(Data excerpts):
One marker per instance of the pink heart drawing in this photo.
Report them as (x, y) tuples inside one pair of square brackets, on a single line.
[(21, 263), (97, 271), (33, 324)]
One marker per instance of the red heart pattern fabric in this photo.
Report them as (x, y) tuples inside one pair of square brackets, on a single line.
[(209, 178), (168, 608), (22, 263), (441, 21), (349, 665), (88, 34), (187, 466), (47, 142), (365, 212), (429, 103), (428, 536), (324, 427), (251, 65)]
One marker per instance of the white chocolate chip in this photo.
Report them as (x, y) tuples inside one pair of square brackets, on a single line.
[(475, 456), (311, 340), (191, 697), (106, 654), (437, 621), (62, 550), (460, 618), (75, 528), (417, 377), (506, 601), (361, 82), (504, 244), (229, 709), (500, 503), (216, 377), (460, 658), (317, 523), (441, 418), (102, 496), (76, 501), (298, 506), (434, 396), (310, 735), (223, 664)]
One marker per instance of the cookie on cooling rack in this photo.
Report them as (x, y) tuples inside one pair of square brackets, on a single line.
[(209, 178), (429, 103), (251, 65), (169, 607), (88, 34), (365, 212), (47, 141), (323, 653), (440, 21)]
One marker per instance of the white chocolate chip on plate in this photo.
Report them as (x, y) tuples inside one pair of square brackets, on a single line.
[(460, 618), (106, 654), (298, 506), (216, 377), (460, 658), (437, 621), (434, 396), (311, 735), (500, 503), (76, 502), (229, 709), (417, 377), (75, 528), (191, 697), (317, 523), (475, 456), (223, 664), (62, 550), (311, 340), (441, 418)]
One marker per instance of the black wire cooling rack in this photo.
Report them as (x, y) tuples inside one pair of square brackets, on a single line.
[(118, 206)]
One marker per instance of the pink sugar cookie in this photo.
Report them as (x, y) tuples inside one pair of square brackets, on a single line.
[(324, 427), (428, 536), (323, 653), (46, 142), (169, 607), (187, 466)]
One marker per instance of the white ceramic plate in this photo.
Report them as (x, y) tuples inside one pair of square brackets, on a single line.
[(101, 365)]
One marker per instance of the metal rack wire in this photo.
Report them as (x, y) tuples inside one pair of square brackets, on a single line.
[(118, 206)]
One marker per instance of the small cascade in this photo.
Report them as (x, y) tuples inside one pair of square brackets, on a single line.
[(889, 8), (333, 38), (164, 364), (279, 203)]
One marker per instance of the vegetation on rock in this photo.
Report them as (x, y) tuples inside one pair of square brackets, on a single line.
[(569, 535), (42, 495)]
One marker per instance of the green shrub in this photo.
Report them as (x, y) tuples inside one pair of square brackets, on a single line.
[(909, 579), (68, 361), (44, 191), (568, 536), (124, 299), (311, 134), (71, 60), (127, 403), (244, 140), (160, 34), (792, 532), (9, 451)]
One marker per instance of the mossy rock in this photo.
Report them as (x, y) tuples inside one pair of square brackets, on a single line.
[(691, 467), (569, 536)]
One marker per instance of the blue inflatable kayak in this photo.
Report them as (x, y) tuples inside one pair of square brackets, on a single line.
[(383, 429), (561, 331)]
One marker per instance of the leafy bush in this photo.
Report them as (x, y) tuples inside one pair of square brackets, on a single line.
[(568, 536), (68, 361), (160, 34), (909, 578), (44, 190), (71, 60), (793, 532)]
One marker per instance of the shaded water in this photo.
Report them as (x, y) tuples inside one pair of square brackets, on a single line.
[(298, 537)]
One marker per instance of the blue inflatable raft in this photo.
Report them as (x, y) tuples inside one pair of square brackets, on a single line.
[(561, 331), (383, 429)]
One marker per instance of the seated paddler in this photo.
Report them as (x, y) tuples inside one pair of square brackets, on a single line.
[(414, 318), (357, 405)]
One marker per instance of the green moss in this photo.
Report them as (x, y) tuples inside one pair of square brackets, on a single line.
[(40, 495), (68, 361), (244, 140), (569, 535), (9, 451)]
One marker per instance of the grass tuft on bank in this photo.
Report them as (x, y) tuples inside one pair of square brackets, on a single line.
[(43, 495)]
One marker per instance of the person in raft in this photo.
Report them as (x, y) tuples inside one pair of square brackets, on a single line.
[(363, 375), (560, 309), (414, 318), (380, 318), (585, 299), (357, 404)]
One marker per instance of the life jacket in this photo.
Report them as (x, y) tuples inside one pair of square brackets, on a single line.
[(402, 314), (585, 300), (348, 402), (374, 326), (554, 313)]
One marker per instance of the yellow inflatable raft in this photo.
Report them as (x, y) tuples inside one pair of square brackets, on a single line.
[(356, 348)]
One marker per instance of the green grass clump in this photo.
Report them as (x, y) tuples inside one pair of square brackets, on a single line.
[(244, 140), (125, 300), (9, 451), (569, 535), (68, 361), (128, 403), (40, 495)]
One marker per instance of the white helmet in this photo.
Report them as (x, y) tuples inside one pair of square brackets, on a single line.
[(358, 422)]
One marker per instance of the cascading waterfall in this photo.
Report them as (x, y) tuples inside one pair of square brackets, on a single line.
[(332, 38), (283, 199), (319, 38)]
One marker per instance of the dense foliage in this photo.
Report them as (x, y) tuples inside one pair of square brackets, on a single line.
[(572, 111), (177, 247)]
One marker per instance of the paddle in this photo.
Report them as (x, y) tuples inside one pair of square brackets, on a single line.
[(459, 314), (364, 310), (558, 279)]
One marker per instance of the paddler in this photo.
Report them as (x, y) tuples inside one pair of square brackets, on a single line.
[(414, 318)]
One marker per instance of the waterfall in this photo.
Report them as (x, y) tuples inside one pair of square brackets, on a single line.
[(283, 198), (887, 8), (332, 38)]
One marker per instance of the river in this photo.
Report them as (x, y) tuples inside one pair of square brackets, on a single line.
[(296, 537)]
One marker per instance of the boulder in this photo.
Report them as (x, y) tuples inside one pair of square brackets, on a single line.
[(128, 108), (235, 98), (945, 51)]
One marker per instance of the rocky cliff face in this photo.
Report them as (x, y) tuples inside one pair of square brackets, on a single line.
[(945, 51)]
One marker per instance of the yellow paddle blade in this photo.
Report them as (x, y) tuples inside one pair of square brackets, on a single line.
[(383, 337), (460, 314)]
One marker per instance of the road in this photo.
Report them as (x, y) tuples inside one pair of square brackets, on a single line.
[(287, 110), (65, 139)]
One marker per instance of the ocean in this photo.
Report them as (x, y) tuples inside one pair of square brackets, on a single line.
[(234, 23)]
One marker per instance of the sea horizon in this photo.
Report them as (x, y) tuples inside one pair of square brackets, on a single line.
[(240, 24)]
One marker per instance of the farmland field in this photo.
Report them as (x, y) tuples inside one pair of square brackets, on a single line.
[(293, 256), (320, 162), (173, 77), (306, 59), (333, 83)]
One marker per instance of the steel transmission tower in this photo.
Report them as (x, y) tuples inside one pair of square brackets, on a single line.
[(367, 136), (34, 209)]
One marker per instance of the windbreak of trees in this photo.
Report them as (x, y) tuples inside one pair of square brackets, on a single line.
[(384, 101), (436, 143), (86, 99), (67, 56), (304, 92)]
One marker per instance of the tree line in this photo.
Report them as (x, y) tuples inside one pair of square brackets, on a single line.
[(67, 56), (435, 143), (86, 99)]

(The request):
Retype the records in full. Keep every line identical to the original.

(Answer below):
One marker per instance of the pink heart drawing in this photo.
Report them as (x, y) tuples inside one pair of square brackets, on a single line.
[(21, 263), (97, 271), (33, 324)]
One marker per instance of the red heart pattern fabric in this photo.
Report them as (x, y) tuples inside one pair of square brackets, on a single line.
[(209, 178), (168, 608), (22, 263), (441, 21), (349, 665), (88, 34), (187, 466), (47, 142), (365, 212), (429, 103), (428, 536), (324, 427), (251, 65)]
One marker per instance of the white chocolate chip in this photo.
Report them as (x, y) tuples inside one pair of square brackets, on a single line.
[(475, 456), (311, 340), (191, 697), (106, 654), (437, 621), (62, 550), (460, 618), (75, 528), (417, 377), (506, 601), (361, 82), (504, 244), (229, 709), (500, 503), (216, 377), (460, 658), (317, 523), (441, 418), (102, 496), (76, 501), (298, 506), (434, 396), (310, 735), (223, 664)]
One marker per instance of the cookie on cooling rack in this photo.
Report them as (x, y) tuples inside one pair of square brackets, on a single line.
[(209, 178), (429, 103), (251, 65), (169, 607), (88, 34), (365, 212), (47, 141), (323, 653), (440, 21)]
One marker per instance of the white chocolate chip on plate in this photo.
Report them as (x, y) tuples inside one pair of square brackets, on a single line.
[(460, 618), (106, 654), (298, 506), (216, 377), (460, 658), (437, 621), (434, 396), (311, 735), (500, 503), (76, 502), (229, 709), (417, 377), (75, 528), (191, 697), (317, 523), (475, 456), (223, 664), (62, 550), (311, 340), (441, 418)]
One marker per instance of the black wire cooling rack in this photo.
Report them as (x, y) tuples inside one pair of square brackets, on a single line.
[(118, 206)]
One marker per instance of the pink sugar cookie in this photo.
Report them as (x, y) tuples inside one pair of square brackets, on a single line.
[(324, 427), (428, 536), (323, 653), (46, 142), (169, 607), (187, 466)]
One marker per instance of the white ceramic plate in this photo.
Report them as (x, y) tuples inside one pair of square brackets, on a single line.
[(101, 365)]
One marker per instance of the metal rack wire in this photo.
Report them as (x, y) tuples inside one pair of square brackets, on a single line.
[(118, 206)]
One marker per instance of the small cascade in this photo.
Report them as (x, y) tuples inside one pair of square brackets, on a single line.
[(889, 8), (333, 38), (164, 364), (279, 203)]
One marker per instance of the vegetation on rock in this photo.
Report them as (x, y) tuples inside one pair of square brackets, on a single line.
[(569, 535), (42, 495)]
One marker per instance of the green shrub in this photo.
Report them as (x, y) tuples inside one pair of square brackets, on a single line.
[(909, 579), (68, 361), (44, 191), (568, 536), (124, 299), (311, 134), (71, 60), (127, 403), (244, 140), (160, 34), (792, 532), (9, 451)]
One marker per instance of the mossy rock in this photo.
Report them as (x, y) tuples inside one pair of square brackets, on a single line.
[(691, 467), (569, 536)]
One marker per instance of the blue inflatable kayak in this photo.
Report them as (x, y) tuples inside one pair of square brackets, on a single line.
[(383, 429), (561, 331)]
One marker per instance of the leafy bush in this photo.
Report them as (x, y) tuples inside one pair of square brackets, on a single line.
[(568, 536), (68, 361), (160, 34), (909, 578), (44, 190), (71, 60), (793, 532)]
One marker per instance of the shaded water in this photo.
Report them as (x, y) tuples inside one pair of square brackets, on a single line.
[(298, 537)]
One marker per instance of the blue inflatable raft in this photo.
Report them as (x, y) tuples inside one pair of square brackets, on a single line.
[(561, 331), (383, 429)]
One marker per instance of the seated paddler in this photo.
Report them as (x, y) tuples inside one pair of square brackets, on a single line.
[(414, 318), (357, 405)]
One marker per instance of the green moss in this photo.
Report them as (x, y) tuples inside one pair of square brackets, on a single line.
[(40, 495), (68, 361), (244, 140), (569, 535), (9, 451)]
One marker per instance of the grass tuft on bank in this photo.
Report them as (x, y) tuples inside one pair of square brackets, on a single line.
[(43, 495)]
One marker per instance of the person in raft in this photo.
Report them as (x, y) tuples inside one pair of square brackets, on a single line.
[(363, 375), (560, 309), (414, 318), (380, 318), (585, 299), (357, 404)]
One marker per instance of the life jacket in this photo.
Report them as (x, y) tuples inside one pair of square brackets, on a single line.
[(402, 314), (585, 300), (348, 402), (374, 326), (554, 313)]
One marker per instance of the yellow inflatable raft in this photo.
Report them as (x, y) tuples inside one pair of square brackets, on a single line.
[(356, 348)]
One marker per instance of the green grass clump in this photo.
Report them as (x, y) tuples inside one pair of square brackets, on a single line.
[(244, 140), (125, 300), (9, 451), (569, 535), (68, 361), (128, 403), (40, 495)]
One marker per instance of the white helmet in this photo.
Report them as (x, y) tuples inside one pair of square brackets, on a single line.
[(358, 422)]
One marker per instance of the cascading waterfall in this photo.
Report them as (x, y) tuples inside one pair of square brackets, on a single line.
[(332, 38), (283, 199), (319, 38)]
One marker per instance of the dense foliage in this photo.
Report them as (x, y) tuples inside one pair of square brackets, on a single line.
[(572, 111), (177, 247)]
One marker per instance of the paddle in this photo.
Report them as (x, y) tuples inside one pair of square brackets, on a single line.
[(459, 314), (364, 310), (558, 279)]
One marker per instance of the paddler in this photo.
Report them as (x, y) tuples inside one pair of square brackets, on a single line.
[(414, 318)]
One marker per instance of the waterfall in this photo.
Report them as (x, y) tuples inside one pair of square brackets, on a single line.
[(283, 198), (887, 8), (332, 38)]
One marker per instance of the river in this photo.
Report them as (x, y) tuples inside one pair of square brackets, on a single line.
[(296, 537)]
One marker per instance of the boulder in this photo.
Report them as (x, y) tuples inside one pair of square brackets, on a single line.
[(128, 108), (235, 98), (945, 51)]
One marker per instance of the rocky cliff face in this photo.
Report them as (x, y) tuples inside one pair of square brackets, on a single line.
[(945, 51)]
One marker per instance of the yellow paddle blade in this photo.
Report them as (x, y) tuples inside one pair of square brackets, on a single line.
[(383, 337), (460, 314)]
One marker per instance of the road in this photo.
Report them as (x, y) tuples inside one pair of square brackets, on a single line.
[(287, 110), (65, 139)]
One marker per instance of the ocean in this photo.
Report them as (x, y) tuples inside one pair of square brackets, on a single line.
[(234, 23)]
One marker per instance of the sea horizon in this photo.
Report them as (x, y) tuples inside one pair of square brackets, on a single line.
[(240, 24)]
One marker per instance of the farmland field in this photo.
Report them as (x, y) tuples inside one pair of square brackets, on a single line.
[(293, 256), (320, 162), (173, 77), (306, 59), (333, 83)]
One marker per instance of the steel transmission tower in this photo.
Report them as (x, y) tuples inside one pair of square brackets, on a single line.
[(367, 136), (34, 209)]
One marker per instance of the windbreak of trees in this photo.
Report them as (x, y) tuples inside one pair of square brackets, on a single line.
[(384, 101), (436, 143), (86, 99), (67, 56), (304, 92)]
One marker per instance of the tree line in this photo.
Report them as (x, y) tuples inside one pair of square brackets, on a single line.
[(67, 56), (435, 143), (86, 99)]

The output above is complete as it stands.